** Goal **
Can you turn the lines from the start through the line with "x=111 y=219" into a two-column CSV with the columns text and answer, giving one row to each text and the answer that follows it? Put each value in a single quoted field with line breaks changed to spaces, and leave the pictures out.

====================

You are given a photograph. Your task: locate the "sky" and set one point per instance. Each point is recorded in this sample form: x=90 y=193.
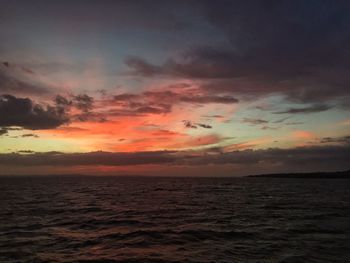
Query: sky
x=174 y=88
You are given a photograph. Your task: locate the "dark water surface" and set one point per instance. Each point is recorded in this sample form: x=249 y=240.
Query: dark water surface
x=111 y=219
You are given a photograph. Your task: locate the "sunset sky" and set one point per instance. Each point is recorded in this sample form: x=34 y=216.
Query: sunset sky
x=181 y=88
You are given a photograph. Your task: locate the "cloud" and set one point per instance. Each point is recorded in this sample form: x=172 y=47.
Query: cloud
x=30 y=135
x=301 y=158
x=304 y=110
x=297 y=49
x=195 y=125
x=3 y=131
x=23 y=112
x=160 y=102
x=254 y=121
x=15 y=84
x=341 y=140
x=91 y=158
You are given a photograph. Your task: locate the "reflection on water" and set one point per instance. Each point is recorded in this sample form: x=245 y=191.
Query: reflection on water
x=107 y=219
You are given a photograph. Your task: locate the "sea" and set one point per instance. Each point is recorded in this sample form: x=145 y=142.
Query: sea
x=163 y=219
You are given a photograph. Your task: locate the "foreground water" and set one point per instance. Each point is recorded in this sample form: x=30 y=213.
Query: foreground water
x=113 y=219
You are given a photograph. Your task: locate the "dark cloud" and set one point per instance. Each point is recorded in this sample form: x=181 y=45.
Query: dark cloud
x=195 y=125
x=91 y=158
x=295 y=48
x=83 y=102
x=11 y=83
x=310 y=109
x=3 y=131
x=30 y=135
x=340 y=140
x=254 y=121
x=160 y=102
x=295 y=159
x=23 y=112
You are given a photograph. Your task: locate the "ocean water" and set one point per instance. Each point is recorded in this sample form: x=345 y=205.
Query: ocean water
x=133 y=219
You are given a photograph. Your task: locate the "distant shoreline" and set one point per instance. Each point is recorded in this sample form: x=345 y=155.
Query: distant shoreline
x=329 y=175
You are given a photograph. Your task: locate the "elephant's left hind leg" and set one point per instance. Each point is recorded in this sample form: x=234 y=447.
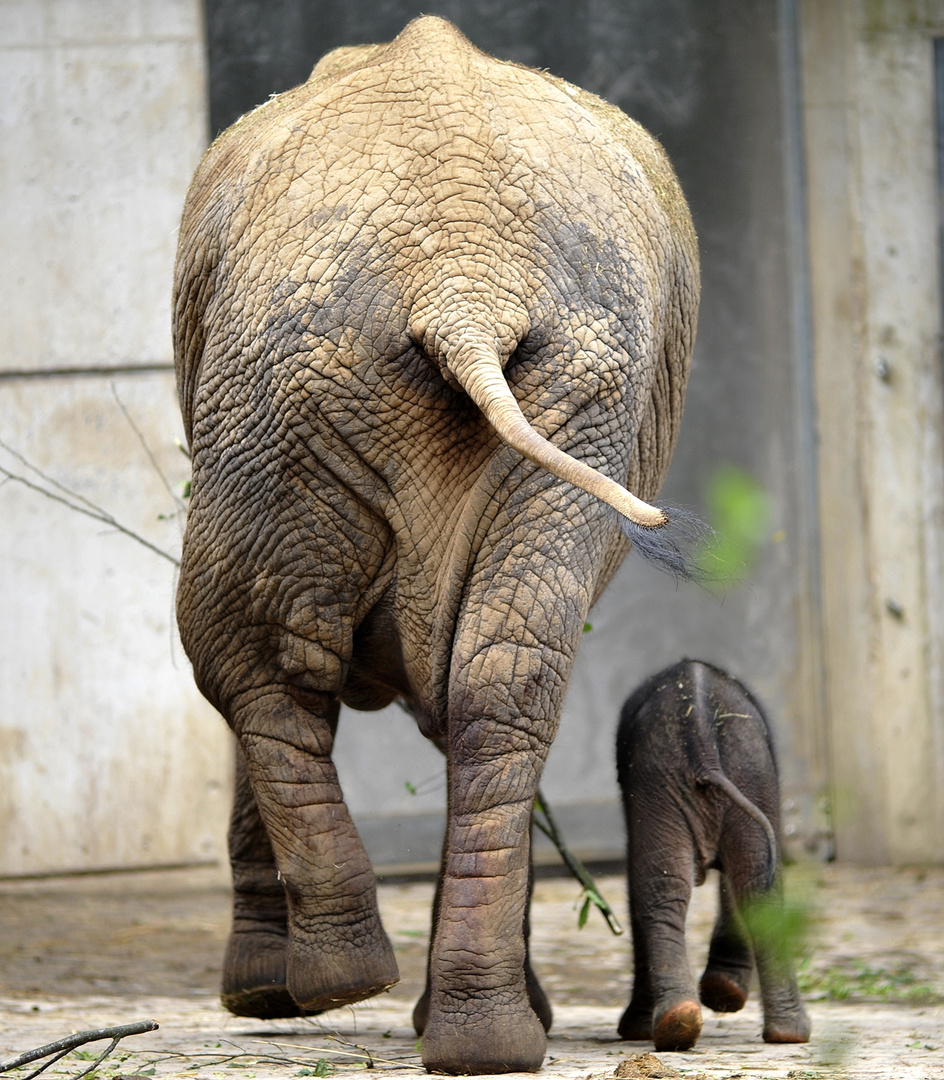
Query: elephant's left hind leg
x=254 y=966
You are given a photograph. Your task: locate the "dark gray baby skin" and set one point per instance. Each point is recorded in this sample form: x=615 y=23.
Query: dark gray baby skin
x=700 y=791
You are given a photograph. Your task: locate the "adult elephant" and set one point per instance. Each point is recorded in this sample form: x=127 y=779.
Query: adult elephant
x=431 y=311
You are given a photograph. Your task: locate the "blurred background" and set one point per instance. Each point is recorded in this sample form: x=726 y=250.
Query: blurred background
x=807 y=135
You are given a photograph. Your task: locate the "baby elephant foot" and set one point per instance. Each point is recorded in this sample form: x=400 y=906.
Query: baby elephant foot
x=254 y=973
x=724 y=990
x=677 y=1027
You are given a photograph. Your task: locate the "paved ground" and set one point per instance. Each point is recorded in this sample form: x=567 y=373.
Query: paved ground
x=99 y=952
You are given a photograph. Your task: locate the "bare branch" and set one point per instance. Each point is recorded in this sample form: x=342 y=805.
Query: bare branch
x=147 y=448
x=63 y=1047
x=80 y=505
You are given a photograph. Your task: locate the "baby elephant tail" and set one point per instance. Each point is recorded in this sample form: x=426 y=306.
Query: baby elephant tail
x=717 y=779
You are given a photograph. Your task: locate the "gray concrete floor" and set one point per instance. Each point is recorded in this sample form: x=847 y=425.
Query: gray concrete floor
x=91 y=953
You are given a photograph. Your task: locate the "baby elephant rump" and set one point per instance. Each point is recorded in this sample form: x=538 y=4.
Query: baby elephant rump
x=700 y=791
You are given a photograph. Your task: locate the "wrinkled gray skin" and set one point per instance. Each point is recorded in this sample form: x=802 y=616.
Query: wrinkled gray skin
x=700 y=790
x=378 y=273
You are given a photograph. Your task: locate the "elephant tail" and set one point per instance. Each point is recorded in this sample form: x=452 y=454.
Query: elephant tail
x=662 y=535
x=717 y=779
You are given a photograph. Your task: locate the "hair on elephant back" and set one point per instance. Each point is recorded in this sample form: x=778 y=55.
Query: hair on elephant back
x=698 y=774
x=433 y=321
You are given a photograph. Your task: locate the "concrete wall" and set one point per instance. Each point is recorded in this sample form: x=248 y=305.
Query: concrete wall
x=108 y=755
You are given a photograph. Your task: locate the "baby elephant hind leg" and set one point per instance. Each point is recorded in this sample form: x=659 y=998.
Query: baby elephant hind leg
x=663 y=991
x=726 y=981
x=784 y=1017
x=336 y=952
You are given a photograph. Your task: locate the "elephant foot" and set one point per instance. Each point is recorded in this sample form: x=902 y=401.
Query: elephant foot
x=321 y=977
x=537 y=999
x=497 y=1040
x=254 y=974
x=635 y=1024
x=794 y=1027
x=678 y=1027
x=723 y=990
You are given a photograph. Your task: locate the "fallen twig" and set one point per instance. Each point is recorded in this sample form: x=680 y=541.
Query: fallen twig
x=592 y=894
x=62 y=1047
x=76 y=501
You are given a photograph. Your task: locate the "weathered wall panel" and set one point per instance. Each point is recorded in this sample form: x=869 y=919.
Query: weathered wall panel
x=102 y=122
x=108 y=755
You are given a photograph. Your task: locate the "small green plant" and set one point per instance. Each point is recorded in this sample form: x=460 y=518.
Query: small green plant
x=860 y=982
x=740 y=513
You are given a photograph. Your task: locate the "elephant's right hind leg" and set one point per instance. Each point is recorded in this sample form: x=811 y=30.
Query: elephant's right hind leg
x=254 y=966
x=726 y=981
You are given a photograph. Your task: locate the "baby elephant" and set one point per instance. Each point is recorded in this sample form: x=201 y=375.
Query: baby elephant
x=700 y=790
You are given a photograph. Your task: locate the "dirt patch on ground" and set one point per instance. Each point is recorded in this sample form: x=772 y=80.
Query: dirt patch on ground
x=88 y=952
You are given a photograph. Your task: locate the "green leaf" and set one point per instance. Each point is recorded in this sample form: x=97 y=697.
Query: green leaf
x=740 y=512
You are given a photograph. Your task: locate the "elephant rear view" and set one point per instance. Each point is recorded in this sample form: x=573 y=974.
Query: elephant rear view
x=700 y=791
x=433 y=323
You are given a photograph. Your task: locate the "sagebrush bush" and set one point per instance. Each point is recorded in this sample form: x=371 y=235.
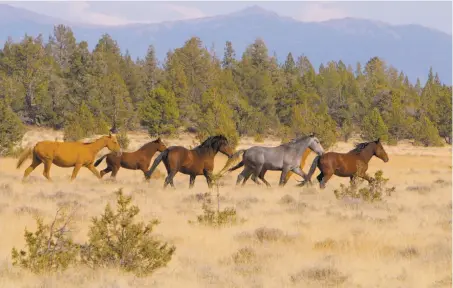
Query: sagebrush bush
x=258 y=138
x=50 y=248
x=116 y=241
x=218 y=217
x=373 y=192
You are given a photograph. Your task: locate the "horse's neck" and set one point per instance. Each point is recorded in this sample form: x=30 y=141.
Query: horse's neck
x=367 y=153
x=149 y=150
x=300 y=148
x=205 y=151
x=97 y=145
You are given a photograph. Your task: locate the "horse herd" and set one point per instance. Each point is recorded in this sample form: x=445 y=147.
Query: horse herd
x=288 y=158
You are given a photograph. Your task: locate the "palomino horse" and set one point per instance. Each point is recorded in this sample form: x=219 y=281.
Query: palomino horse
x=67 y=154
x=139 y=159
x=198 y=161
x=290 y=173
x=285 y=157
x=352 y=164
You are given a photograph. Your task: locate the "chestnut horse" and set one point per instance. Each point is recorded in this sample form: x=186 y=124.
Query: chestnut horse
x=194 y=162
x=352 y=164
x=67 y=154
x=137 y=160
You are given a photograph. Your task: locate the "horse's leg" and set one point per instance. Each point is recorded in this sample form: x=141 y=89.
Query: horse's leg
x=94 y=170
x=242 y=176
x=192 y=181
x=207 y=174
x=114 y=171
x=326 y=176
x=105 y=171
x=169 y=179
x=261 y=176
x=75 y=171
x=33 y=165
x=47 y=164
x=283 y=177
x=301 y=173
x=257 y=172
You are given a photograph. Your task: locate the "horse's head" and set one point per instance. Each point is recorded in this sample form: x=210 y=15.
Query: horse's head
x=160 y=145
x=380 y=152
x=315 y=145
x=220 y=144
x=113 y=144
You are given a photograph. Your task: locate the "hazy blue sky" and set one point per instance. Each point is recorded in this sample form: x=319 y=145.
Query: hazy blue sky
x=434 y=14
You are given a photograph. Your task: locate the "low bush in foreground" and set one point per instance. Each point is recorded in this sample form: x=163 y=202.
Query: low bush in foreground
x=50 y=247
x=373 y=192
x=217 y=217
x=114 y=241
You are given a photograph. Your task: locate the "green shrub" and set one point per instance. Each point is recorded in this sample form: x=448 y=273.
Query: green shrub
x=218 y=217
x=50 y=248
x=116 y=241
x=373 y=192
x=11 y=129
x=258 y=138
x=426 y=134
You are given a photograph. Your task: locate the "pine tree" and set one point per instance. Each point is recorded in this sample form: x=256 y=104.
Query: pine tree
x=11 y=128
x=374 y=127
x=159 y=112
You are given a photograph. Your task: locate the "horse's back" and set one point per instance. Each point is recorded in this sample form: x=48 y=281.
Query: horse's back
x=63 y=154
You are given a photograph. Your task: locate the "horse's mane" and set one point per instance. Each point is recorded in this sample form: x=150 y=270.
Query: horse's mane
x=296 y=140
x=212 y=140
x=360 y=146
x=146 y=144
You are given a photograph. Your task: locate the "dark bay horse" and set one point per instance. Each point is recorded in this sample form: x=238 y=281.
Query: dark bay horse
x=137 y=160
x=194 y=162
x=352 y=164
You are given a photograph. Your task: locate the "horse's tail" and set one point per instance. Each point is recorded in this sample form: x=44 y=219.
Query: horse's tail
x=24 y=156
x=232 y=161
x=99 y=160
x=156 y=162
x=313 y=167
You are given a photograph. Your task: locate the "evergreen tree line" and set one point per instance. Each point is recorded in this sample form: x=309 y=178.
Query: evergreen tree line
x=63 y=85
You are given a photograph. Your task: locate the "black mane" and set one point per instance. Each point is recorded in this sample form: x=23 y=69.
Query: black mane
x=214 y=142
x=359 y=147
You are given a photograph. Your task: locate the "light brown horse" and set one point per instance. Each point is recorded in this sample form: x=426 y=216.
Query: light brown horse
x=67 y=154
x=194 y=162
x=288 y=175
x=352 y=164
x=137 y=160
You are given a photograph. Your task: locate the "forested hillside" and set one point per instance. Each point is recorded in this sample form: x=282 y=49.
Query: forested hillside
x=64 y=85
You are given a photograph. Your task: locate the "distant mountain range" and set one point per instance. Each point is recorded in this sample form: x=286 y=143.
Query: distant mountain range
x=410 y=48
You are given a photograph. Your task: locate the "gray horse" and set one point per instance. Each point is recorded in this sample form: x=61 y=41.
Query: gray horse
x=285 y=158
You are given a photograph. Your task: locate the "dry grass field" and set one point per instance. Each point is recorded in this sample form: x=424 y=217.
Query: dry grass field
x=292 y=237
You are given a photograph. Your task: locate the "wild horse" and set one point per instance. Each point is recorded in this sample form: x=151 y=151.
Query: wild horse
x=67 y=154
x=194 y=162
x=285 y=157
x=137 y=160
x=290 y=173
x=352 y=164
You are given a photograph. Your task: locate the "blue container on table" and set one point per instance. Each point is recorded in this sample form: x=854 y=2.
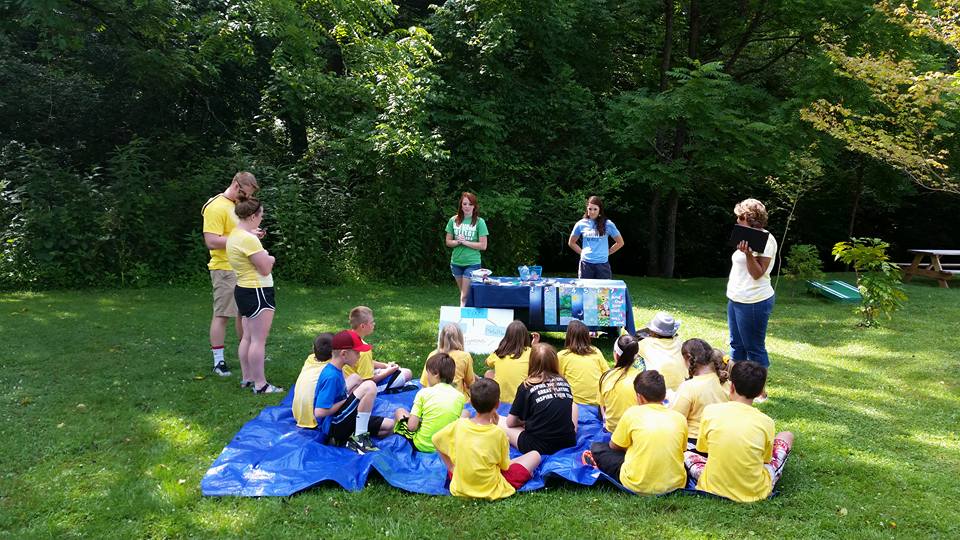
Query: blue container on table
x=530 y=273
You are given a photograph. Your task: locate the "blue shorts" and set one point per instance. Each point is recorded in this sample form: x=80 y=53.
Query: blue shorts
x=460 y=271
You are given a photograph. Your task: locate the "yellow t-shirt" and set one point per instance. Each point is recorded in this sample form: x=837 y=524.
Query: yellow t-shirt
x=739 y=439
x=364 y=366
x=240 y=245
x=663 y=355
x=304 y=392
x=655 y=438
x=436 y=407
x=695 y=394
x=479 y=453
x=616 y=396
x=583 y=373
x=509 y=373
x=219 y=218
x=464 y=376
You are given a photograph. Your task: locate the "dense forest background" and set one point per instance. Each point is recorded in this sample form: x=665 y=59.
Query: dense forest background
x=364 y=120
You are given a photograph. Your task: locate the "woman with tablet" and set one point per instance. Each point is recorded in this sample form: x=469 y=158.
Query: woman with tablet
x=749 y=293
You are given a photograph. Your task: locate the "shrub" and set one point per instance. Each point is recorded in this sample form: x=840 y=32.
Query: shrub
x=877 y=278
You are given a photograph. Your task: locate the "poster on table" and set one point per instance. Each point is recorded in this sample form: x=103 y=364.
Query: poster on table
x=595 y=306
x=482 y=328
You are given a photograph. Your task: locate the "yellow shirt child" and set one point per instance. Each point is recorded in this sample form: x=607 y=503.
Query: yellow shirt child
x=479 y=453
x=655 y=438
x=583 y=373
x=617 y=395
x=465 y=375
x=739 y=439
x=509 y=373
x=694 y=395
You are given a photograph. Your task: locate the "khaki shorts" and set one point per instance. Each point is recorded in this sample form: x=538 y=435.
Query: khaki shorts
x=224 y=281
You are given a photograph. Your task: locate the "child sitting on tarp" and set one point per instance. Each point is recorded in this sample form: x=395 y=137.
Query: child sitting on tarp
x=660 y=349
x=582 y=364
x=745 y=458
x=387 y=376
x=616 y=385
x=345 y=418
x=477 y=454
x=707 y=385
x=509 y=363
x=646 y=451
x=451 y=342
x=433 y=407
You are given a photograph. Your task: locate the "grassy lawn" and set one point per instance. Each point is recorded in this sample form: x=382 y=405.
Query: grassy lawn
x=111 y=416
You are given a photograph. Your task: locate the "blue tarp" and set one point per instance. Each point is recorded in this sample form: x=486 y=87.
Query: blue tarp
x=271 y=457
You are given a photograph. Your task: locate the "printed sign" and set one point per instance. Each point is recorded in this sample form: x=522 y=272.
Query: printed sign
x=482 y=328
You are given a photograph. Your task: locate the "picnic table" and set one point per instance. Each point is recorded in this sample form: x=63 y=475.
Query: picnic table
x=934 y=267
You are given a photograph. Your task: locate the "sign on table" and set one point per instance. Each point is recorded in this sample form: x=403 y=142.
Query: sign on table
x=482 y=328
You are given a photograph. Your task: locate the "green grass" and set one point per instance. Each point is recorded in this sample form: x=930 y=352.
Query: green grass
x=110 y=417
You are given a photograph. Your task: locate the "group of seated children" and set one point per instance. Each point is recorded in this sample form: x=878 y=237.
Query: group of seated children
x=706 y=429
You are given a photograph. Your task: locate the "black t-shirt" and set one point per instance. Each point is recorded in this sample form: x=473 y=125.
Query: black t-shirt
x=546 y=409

====================

** Task output **
text,answer
"You are given a photograph. Your task: locate the ""sky"" and set one point per instance. Each point is recorded in this sample form: x=90 y=193. Query: sky","x=174 y=88"
"You are given a photograph. Your task: locate the ""dark water surface"" and set one point per instance. Each point is recorded in this sample form: x=249 y=240. Query: dark water surface","x=111 y=219"